======== INFORMATION PROVIDED
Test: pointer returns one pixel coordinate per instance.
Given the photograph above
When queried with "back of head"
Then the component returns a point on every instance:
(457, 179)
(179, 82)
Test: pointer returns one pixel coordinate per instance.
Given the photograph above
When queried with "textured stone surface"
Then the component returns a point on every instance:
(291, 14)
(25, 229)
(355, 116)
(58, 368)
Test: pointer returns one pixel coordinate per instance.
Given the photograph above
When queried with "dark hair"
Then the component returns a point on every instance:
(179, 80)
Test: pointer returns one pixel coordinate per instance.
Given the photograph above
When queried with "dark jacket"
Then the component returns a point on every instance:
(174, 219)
================
DIRECTIVE: Find each line in the listing that contains the word "dark" and copy those lines out. Case counts, so only matches with the same capitalization qualify.

EXERCISE OUTPUT:
When queried with "dark hair"
When queried with "dark jacket"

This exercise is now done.